#### Your task
Can you render the records as a numbered list, starting at the line that contains "Where can you see the granular" and ending at the last line of the records, with blank lines left out?

#### Record extracts
..............................
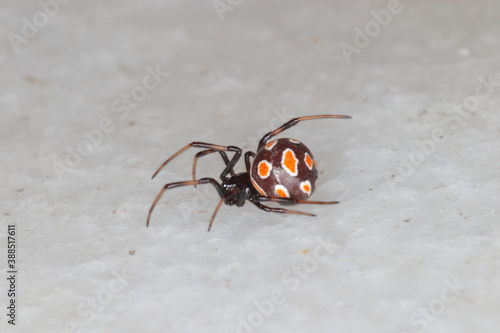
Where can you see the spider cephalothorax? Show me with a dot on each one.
(283, 171)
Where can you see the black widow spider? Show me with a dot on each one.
(283, 171)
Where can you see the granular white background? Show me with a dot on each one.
(414, 248)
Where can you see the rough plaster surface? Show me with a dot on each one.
(413, 246)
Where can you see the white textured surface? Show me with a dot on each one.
(396, 249)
..............................
#### Reply
1. Where can you see the granular white background? Show me with a dot on each one.
2. (414, 248)
3. Where can you see the rough plaster surface? Show me with a dot on each one.
4. (413, 246)
5. Where can you see the white textured surface? Show me with a dot on each one.
6. (396, 249)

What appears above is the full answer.